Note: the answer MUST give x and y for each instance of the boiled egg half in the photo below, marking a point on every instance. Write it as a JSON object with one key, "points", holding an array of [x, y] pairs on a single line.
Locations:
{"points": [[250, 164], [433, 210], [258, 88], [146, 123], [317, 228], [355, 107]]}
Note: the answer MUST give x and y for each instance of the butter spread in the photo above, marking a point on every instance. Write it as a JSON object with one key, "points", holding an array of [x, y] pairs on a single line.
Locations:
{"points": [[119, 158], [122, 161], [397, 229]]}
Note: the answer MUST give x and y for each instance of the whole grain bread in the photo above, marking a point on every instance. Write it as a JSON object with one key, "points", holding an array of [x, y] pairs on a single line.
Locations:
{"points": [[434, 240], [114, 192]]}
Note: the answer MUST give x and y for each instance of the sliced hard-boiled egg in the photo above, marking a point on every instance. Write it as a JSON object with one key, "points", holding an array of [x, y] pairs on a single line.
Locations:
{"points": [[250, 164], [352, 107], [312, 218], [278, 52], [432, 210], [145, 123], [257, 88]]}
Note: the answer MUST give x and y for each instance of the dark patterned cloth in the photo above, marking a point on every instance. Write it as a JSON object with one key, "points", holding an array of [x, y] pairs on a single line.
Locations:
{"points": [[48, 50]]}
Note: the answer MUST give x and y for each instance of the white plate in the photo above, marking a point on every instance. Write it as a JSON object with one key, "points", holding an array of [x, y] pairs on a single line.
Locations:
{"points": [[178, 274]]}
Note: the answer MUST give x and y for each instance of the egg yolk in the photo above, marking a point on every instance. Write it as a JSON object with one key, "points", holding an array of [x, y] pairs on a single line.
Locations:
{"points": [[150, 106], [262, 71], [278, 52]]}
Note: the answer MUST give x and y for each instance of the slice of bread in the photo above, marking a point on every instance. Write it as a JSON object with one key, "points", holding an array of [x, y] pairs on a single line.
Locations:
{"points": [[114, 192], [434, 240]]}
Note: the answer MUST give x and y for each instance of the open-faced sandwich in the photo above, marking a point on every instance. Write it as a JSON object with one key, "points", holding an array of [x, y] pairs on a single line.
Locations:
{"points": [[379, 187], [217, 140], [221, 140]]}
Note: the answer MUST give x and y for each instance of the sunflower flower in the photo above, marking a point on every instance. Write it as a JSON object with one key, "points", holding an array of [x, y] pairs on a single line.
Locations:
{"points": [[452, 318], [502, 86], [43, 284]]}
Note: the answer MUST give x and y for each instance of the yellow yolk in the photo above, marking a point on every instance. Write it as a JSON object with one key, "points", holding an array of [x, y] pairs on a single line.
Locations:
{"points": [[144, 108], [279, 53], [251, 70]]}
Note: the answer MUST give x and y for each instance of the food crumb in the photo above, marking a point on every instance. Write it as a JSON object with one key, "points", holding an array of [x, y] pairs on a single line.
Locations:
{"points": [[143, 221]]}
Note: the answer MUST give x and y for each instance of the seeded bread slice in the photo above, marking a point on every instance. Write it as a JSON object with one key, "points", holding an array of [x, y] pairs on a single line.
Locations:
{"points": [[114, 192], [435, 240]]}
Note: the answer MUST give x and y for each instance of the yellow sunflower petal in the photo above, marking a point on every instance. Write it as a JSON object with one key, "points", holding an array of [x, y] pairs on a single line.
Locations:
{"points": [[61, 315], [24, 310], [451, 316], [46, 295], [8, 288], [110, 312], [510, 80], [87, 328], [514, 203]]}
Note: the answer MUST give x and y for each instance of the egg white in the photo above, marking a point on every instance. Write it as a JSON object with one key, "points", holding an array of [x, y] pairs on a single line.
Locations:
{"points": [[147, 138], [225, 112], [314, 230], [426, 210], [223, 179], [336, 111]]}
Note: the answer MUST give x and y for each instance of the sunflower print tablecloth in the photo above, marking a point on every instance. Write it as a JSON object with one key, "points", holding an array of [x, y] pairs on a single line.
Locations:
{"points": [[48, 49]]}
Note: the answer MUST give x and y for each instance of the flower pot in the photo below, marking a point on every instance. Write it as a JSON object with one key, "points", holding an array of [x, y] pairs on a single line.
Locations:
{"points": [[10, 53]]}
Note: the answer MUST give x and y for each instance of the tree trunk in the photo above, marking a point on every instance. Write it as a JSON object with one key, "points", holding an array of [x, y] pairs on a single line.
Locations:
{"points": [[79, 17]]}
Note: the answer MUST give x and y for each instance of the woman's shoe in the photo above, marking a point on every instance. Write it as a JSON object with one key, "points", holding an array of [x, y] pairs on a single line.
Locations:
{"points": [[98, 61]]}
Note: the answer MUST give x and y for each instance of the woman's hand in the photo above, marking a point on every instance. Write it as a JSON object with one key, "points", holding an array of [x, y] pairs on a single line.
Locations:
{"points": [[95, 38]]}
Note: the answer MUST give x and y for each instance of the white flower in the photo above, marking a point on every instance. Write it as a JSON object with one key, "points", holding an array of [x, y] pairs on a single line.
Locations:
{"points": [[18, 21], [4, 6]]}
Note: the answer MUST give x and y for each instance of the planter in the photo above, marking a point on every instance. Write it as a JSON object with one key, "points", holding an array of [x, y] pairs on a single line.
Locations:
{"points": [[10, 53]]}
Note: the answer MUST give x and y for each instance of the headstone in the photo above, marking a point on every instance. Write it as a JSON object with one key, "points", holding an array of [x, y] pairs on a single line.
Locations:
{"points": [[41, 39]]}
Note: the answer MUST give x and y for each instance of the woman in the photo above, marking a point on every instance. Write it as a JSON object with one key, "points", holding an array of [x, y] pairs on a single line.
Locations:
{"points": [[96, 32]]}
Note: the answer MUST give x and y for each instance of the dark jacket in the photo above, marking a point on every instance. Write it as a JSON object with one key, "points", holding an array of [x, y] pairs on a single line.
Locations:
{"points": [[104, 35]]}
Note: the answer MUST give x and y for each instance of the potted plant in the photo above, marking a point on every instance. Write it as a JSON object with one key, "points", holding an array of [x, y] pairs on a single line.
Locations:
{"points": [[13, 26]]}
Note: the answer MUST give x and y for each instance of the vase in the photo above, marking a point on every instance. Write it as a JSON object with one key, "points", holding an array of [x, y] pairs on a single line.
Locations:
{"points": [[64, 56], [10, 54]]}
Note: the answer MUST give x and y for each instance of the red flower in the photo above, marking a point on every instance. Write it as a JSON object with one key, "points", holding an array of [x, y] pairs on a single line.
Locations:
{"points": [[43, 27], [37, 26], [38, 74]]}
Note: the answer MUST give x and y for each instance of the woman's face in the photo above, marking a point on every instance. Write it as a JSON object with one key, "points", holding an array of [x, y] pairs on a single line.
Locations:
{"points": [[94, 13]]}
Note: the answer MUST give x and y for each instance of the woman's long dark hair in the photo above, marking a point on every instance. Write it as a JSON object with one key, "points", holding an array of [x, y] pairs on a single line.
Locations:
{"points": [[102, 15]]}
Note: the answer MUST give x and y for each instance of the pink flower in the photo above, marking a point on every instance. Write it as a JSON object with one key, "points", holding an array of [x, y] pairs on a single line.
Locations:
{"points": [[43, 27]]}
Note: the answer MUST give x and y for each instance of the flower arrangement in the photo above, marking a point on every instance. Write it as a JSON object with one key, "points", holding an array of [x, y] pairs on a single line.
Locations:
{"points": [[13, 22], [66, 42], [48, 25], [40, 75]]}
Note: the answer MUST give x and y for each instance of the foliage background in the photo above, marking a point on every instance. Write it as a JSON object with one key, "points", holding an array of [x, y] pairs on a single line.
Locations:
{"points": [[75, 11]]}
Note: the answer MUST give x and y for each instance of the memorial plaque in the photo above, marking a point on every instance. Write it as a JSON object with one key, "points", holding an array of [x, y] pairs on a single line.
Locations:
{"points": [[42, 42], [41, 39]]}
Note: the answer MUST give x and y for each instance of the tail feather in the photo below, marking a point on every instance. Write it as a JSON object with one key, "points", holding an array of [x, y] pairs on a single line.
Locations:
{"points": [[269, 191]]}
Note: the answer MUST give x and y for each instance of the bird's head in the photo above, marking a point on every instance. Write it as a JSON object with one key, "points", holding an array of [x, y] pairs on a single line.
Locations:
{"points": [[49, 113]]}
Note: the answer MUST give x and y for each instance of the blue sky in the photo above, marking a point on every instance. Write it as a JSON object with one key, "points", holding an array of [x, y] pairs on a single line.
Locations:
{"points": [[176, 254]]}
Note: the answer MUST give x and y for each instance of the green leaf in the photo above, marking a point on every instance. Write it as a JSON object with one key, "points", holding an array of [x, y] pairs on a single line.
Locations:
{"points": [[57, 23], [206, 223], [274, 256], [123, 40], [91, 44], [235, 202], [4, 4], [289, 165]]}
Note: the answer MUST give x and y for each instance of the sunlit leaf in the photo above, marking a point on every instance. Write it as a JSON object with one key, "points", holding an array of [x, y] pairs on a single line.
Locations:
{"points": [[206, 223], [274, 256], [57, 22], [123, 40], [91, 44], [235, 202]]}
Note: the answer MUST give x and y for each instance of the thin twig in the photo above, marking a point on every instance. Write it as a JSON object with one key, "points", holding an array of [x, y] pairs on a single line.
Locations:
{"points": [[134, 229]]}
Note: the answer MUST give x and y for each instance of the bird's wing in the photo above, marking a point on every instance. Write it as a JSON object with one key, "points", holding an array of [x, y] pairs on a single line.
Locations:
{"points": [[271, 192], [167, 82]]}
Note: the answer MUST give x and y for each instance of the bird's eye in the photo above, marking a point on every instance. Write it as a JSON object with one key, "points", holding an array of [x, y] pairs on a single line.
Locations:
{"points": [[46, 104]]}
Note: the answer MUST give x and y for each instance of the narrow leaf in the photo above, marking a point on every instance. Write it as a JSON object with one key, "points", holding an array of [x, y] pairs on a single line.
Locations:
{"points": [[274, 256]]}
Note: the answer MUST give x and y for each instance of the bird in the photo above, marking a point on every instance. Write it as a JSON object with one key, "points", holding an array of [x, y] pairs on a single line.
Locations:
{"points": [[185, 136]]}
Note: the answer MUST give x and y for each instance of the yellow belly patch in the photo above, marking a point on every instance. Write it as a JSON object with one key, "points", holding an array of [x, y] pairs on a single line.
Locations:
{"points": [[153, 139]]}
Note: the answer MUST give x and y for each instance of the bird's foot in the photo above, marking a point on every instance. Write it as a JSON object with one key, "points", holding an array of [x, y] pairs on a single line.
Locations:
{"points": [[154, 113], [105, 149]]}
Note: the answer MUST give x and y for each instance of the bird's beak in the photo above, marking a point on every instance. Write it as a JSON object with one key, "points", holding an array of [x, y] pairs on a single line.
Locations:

________________________

» **Ziel der Aufgabe**
Gib die Zeilen der Auflistung oben wortgetreu wieder, beginnend mit der Zeile, die „the bird's beak“ enthält, und bis zum Ende der Auflistung, beide Enden eingeschlossen.

» **Schriftliche Antwort**
Note: the answer MUST give x and y for each instance of the bird's beak in the photo above, marking a point on every instance. Write it as a JSON object with one key, "points", holding an array of [x, y] pairs on a single line.
Locations:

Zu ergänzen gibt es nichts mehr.